--- PROBLEM TO WORK ON ---
Omit every picture, then return each line of the data below exactly.

[MATERIAL PROVIDED]

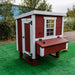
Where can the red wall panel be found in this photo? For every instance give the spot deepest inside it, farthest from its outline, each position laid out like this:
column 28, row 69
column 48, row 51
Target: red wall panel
column 39, row 25
column 19, row 35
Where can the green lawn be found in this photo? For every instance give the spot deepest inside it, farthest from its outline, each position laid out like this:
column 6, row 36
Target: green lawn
column 11, row 64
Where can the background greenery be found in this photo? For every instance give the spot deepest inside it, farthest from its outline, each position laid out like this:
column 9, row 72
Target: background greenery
column 70, row 20
column 11, row 64
column 7, row 21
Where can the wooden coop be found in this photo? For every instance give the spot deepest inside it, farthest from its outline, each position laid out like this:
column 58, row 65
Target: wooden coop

[/MATERIAL PROVIDED]

--- RESULT FOR THIS EXERCISE ---
Where can the red wall panel be found in this photo? For every instance give the spot deepest inside it, farthest from its outline, each position laid out like this:
column 28, row 69
column 48, row 51
Target: red wall panel
column 39, row 25
column 19, row 35
Where can the green lawn be found in this photo? For every instance give the spot deepest inside it, farthest from its outline, each position laid out like this:
column 6, row 36
Target: green lawn
column 11, row 64
Where can the background greenery be found in this photo? For every instance give the spot deepest inside it, farthest from its outline, each position laid out like this:
column 9, row 72
Target: background greenery
column 70, row 20
column 11, row 64
column 7, row 21
Where can the wooden coop be found in this photo? For every instance give the spot deepest inside it, farthest from its outline, each position laid out like this:
column 58, row 65
Target: wooden coop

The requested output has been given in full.